-- start --

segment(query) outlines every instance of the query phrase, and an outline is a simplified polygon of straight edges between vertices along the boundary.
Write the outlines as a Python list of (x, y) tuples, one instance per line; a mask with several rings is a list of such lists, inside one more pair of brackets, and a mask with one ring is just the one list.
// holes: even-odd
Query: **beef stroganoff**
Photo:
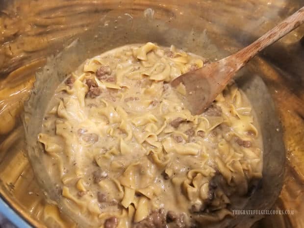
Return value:
[(102, 227), (190, 228), (220, 220), (232, 197), (261, 177), (262, 144), (251, 105), (234, 84), (202, 114), (170, 82), (200, 56), (154, 44), (85, 61), (59, 85), (38, 140), (51, 177)]

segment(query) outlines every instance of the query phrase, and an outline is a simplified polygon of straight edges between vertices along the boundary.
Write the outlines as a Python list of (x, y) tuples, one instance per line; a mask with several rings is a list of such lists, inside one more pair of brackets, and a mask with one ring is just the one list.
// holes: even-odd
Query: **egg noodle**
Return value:
[(252, 107), (235, 84), (193, 115), (170, 82), (203, 57), (152, 43), (88, 59), (58, 87), (38, 140), (62, 200), (101, 227), (187, 228), (231, 216), (261, 177)]

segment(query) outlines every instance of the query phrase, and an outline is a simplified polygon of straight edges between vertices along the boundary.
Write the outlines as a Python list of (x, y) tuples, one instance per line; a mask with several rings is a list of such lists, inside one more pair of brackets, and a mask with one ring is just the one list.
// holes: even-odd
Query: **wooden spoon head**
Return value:
[(202, 113), (226, 86), (238, 66), (230, 64), (228, 58), (207, 64), (175, 78), (171, 82), (176, 88), (182, 83), (186, 95), (183, 101), (193, 115)]

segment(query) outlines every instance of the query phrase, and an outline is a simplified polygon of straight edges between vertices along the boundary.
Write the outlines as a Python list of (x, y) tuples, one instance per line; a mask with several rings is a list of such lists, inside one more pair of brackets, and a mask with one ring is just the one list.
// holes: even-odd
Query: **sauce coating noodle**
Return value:
[(171, 87), (204, 61), (174, 46), (129, 45), (60, 85), (38, 140), (64, 199), (106, 228), (190, 228), (193, 213), (230, 215), (230, 197), (261, 177), (261, 143), (235, 84), (199, 115), (179, 98), (183, 86)]

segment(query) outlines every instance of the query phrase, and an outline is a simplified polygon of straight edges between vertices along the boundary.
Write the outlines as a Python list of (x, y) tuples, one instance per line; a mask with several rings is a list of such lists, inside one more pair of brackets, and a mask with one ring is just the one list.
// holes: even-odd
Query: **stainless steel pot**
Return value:
[[(60, 66), (55, 68), (59, 75), (53, 82), (62, 79), (65, 72), (85, 58), (127, 43), (174, 44), (211, 59), (220, 58), (253, 41), (304, 4), (303, 1), (283, 0), (163, 1), (1, 2), (0, 193), (6, 203), (32, 226), (74, 226), (57, 207), (46, 201), (40, 187), (43, 185), (37, 184), (29, 165), (20, 127), (23, 101), (32, 88), (33, 74), (45, 65), (47, 56), (61, 51), (79, 38), (77, 49), (70, 47), (49, 62), (48, 66), (52, 62)], [(304, 126), (304, 93), (301, 87), (304, 48), (300, 41), (303, 34), (302, 26), (270, 47), (240, 73), (239, 76), (242, 77), (237, 81), (257, 110), (264, 142), (264, 177), (247, 208), (271, 206), (284, 178), (285, 184), (274, 207), (294, 210), (290, 216), (266, 216), (256, 226), (297, 227), (304, 222), (300, 216), (304, 211), (301, 207), (304, 198), (301, 194), (304, 180), (301, 162), (304, 147), (304, 133), (301, 131)], [(69, 65), (62, 64), (66, 62)], [(38, 76), (49, 73), (41, 74)], [(39, 88), (55, 84), (42, 83), (36, 91), (40, 93), (42, 90)], [(30, 103), (43, 109), (45, 103), (38, 103), (37, 98), (49, 96), (51, 90), (32, 96)], [(38, 113), (34, 116), (39, 117)], [(31, 125), (39, 123), (39, 118), (37, 121), (30, 120)], [(29, 141), (34, 138), (35, 129), (29, 128), (26, 132)], [(282, 132), (287, 152), (285, 176)], [(34, 171), (36, 174), (39, 172)], [(15, 221), (19, 219), (14, 218), (17, 218)], [(255, 216), (242, 216), (232, 222), (242, 227), (255, 220)]]

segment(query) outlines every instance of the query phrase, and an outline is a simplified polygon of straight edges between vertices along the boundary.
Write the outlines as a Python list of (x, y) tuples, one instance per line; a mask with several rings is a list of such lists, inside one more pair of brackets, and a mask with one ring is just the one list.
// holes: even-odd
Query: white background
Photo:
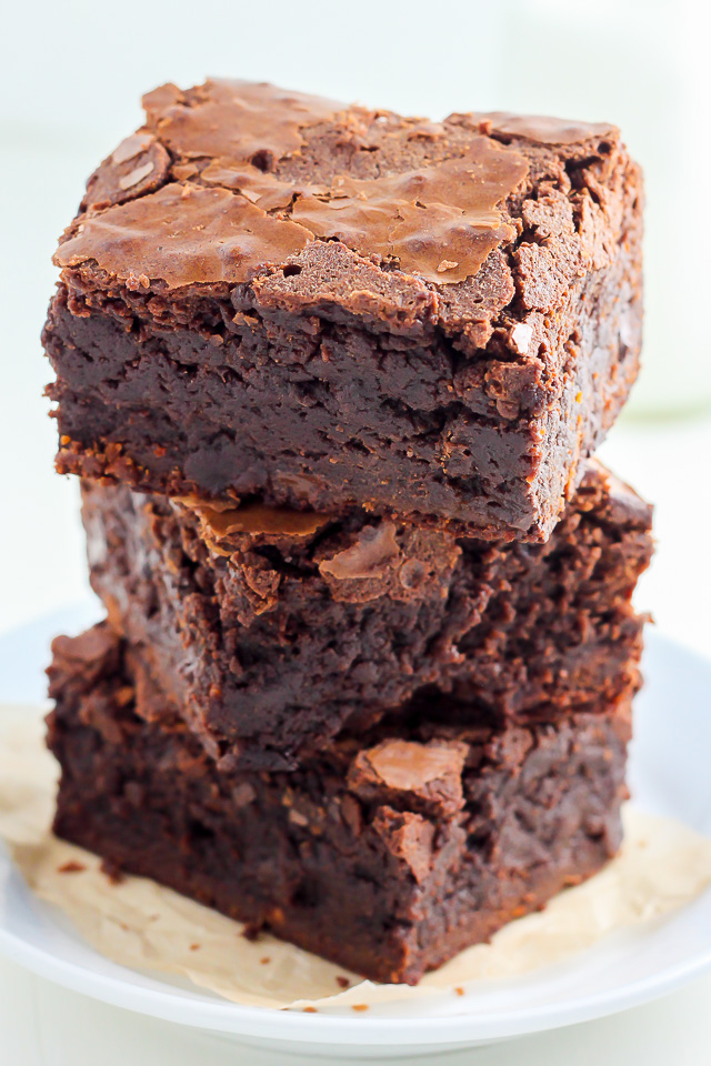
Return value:
[[(141, 92), (162, 81), (189, 86), (219, 74), (433, 118), (452, 110), (511, 108), (610, 119), (622, 127), (648, 174), (647, 370), (603, 456), (658, 504), (659, 552), (641, 584), (639, 605), (653, 612), (662, 630), (710, 653), (705, 28), (705, 8), (693, 0), (6, 2), (0, 22), (0, 632), (80, 600), (88, 589), (77, 486), (52, 472), (54, 428), (42, 399), (50, 371), (39, 333), (54, 282), (56, 238), (98, 160), (140, 123)], [(1, 685), (2, 678), (0, 698)], [(12, 967), (2, 968), (0, 978), (22, 999), (24, 985)], [(635, 1012), (628, 1030), (615, 1020), (587, 1032), (591, 1040), (603, 1042), (614, 1034), (604, 1054), (601, 1049), (608, 1062), (635, 1062), (630, 1038), (622, 1035), (618, 1043), (627, 1032), (637, 1034), (645, 1063), (701, 1063), (674, 1058), (661, 1035), (648, 1040), (643, 1034), (648, 1026), (654, 1032), (655, 1018), (660, 1033), (671, 1032), (663, 1028), (665, 1017), (683, 1020), (687, 1044), (678, 1049), (687, 1054), (683, 1046), (692, 1047), (699, 1027), (707, 1025), (702, 1004), (711, 1006), (710, 988), (699, 985), (688, 999), (678, 994), (668, 1015), (655, 1008)], [(28, 1002), (22, 999), (17, 1017), (33, 1025)], [(81, 1009), (84, 1020), (108, 1024), (109, 1008), (80, 1008), (69, 994), (58, 1002), (68, 1010)], [(141, 1058), (140, 1049), (160, 1043), (157, 1034), (164, 1026), (121, 1017), (128, 1032), (136, 1032), (137, 1060), (162, 1062), (153, 1053)], [(1, 1050), (3, 1032), (10, 1039), (9, 1025), (10, 1016), (6, 1013), (3, 1020), (0, 1014)], [(167, 1046), (181, 1038), (167, 1037)], [(554, 1064), (555, 1047), (564, 1057), (567, 1037), (547, 1039), (532, 1042), (524, 1057), (538, 1062), (537, 1049), (544, 1048)], [(87, 1040), (73, 1059), (46, 1062), (81, 1066), (93, 1060), (82, 1057), (89, 1056), (90, 1036)], [(615, 1047), (624, 1048), (624, 1057)], [(507, 1060), (500, 1049), (487, 1056), (478, 1062)], [(210, 1062), (207, 1053), (203, 1060)], [(510, 1060), (517, 1060), (513, 1053)], [(593, 1058), (581, 1054), (574, 1062)]]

-- end --

■ **Stated task**: Copy every one of the records above word for word, leaving out the pictures.

■ **Full output**:
segment(query) outlines every instance of the query phrase, and an outline is a simplified polygon of straight edges between vertices along the boundary.
Write the outlines as a Python list of (x, y) tuples, one instance per line; a mask with several rings is a list of such lists, inside one more pair of brackets, and a mask with one ring is just the one list.
// holes: even-odd
Query: **beef stroganoff**
Photo:
Return value:
[(102, 227), (190, 228), (220, 220), (232, 197), (261, 177), (262, 144), (251, 105), (234, 84), (202, 114), (170, 82), (200, 56), (154, 44), (85, 61), (59, 85), (38, 140), (51, 177)]

segment(query) outlines every instance of the query phrase, and an outline is a simplified polygon of straight edges between vertices along the boundary.
Write the outlines as a Python list of (x, y) tuples, one instance per line; a mask with several rings is a list of such lists, inside one more pair of brackets, and a mask with one ring is just the one list.
// holes: even-odd
Query: **egg noodle**
Return value:
[(252, 107), (235, 84), (193, 115), (170, 82), (203, 57), (152, 43), (88, 59), (58, 87), (38, 140), (62, 200), (101, 227), (187, 228), (231, 216), (261, 177)]

segment(query) outlines every instance of the query phrase, and an outline is a simplified polygon of straight edges between vertices along the boundary.
Write the outlines as a Python list of (x, y) tuples, one instance per line; a mask with several rings is a list of such lists, inside one more pair of brackets, and a mask with one ring is just the one list.
// holes: even-odd
Query: **wooden spoon head**
Return value:
[(202, 113), (226, 86), (238, 66), (230, 64), (228, 58), (207, 64), (175, 78), (171, 82), (176, 88), (182, 83), (186, 95), (183, 101), (193, 115)]

segment(query) outlines every instance of the query phrase, and an outline is a simplified polygon of straight edges between vertices along the boundary.
Write the outlines as a Python list of (x, y) tuples, one instance per line; a mask with several rings is a list of such lists, inside one more pair of brackets, and a mask with one ring is just the one list.
// holes: even-odd
Query: **sauce coating noodle**
Return value:
[(171, 87), (204, 61), (174, 46), (129, 45), (60, 85), (38, 140), (64, 199), (106, 228), (190, 228), (193, 213), (230, 215), (230, 197), (261, 177), (261, 143), (235, 84), (199, 115), (179, 98), (183, 86)]

segment(query) outlines every instance of the query phrase, and an outline is a simplified polygon of straight edges between vertices along the boundary.
Write the outlines as a Python list of (x, y) tuples, one instance per line; a mask with several rings is a list of such lists, inside one more pair of brackets, and a mask with one ring is just the one list.
// holes: even-odd
Query: **stainless steel pot**
Return value:
[[(60, 66), (55, 68), (59, 75), (53, 82), (62, 79), (65, 72), (85, 58), (127, 43), (174, 44), (211, 59), (220, 58), (253, 41), (304, 4), (303, 1), (283, 0), (163, 1), (1, 2), (0, 193), (6, 203), (32, 226), (74, 226), (57, 207), (46, 201), (40, 187), (43, 185), (37, 184), (29, 165), (20, 127), (23, 101), (32, 88), (33, 74), (45, 65), (47, 56), (61, 51), (79, 38), (77, 49), (70, 47), (49, 62), (48, 66), (52, 62)], [(304, 126), (304, 93), (301, 87), (304, 48), (300, 41), (303, 34), (302, 26), (270, 47), (240, 73), (239, 76), (242, 77), (237, 81), (257, 110), (264, 142), (264, 177), (247, 208), (271, 206), (284, 178), (285, 184), (274, 207), (294, 210), (290, 216), (266, 216), (256, 226), (297, 227), (304, 222), (300, 216), (304, 211), (301, 207), (304, 198), (301, 194), (304, 180), (301, 162), (304, 147), (304, 133), (301, 131)], [(69, 65), (62, 64), (66, 62)], [(38, 76), (49, 73), (41, 74)], [(39, 88), (55, 84), (42, 83), (36, 91), (40, 93), (42, 90)], [(30, 103), (43, 109), (45, 103), (38, 103), (37, 98), (49, 96), (51, 90), (32, 96)], [(38, 113), (34, 116), (39, 117)], [(31, 125), (39, 123), (39, 118), (37, 121), (30, 120)], [(29, 141), (34, 138), (35, 129), (29, 128), (26, 132)], [(282, 132), (287, 152), (285, 176)], [(34, 171), (36, 174), (39, 172)], [(15, 221), (19, 219), (14, 218), (17, 218)], [(255, 216), (242, 216), (232, 222), (242, 227), (255, 220)]]

segment(query) outlines every instance of the query phrase, and an outline is a simplified polygon of straight edges between vertices along the boundary.
Write the outlines as a Python list of (x, y) tuples, one instance per line; a mask with several rings is a list of such lists, inside one more pair of brackets, and a mask with one ring is just the one list.
// holes: even-odd
Query: white background
Photo:
Return value:
[[(141, 92), (162, 81), (189, 86), (219, 74), (433, 118), (452, 110), (511, 108), (610, 119), (622, 127), (648, 174), (647, 370), (603, 456), (658, 504), (659, 552), (641, 584), (639, 605), (653, 612), (662, 630), (710, 653), (705, 28), (705, 8), (693, 0), (6, 2), (0, 22), (0, 632), (80, 600), (88, 589), (77, 486), (52, 472), (54, 428), (42, 399), (50, 371), (39, 333), (54, 282), (56, 238), (98, 160), (140, 123)], [(1, 685), (2, 678), (0, 698)], [(12, 967), (2, 968), (0, 978), (22, 999), (24, 985)], [(635, 1012), (628, 1030), (615, 1020), (587, 1032), (591, 1040), (603, 1042), (614, 1034), (604, 1054), (601, 1049), (608, 1062), (635, 1062), (630, 1038), (622, 1035), (618, 1043), (627, 1032), (637, 1034), (645, 1063), (701, 1063), (674, 1058), (661, 1035), (648, 1040), (643, 1034), (648, 1026), (654, 1032), (655, 1018), (660, 1033), (671, 1032), (663, 1028), (665, 1017), (683, 1020), (687, 1044), (678, 1049), (687, 1054), (683, 1046), (692, 1047), (699, 1027), (707, 1025), (702, 1004), (711, 1006), (710, 988), (699, 985), (688, 999), (678, 994), (668, 1015), (655, 1008)], [(28, 1002), (22, 999), (17, 1017), (33, 1025)], [(81, 1009), (84, 1020), (108, 1024), (109, 1008), (80, 1008), (69, 994), (58, 1002), (68, 1010)], [(141, 1058), (140, 1049), (160, 1043), (157, 1034), (164, 1026), (121, 1017), (128, 1032), (136, 1032), (137, 1060), (162, 1062), (153, 1053)], [(1, 1050), (3, 1032), (10, 1039), (9, 1025), (10, 1016), (6, 1013), (3, 1020), (0, 1014)], [(167, 1046), (181, 1038), (167, 1037)], [(554, 1064), (555, 1047), (564, 1057), (567, 1037), (547, 1039), (532, 1042), (524, 1057), (538, 1062), (537, 1049), (544, 1048)], [(87, 1040), (73, 1059), (46, 1062), (81, 1066), (93, 1060), (82, 1057), (89, 1056), (90, 1036)], [(615, 1047), (624, 1048), (624, 1057)], [(507, 1060), (500, 1049), (487, 1056), (478, 1062)], [(210, 1062), (207, 1053), (203, 1060)], [(510, 1060), (517, 1060), (513, 1053)], [(593, 1058), (581, 1054), (574, 1062)]]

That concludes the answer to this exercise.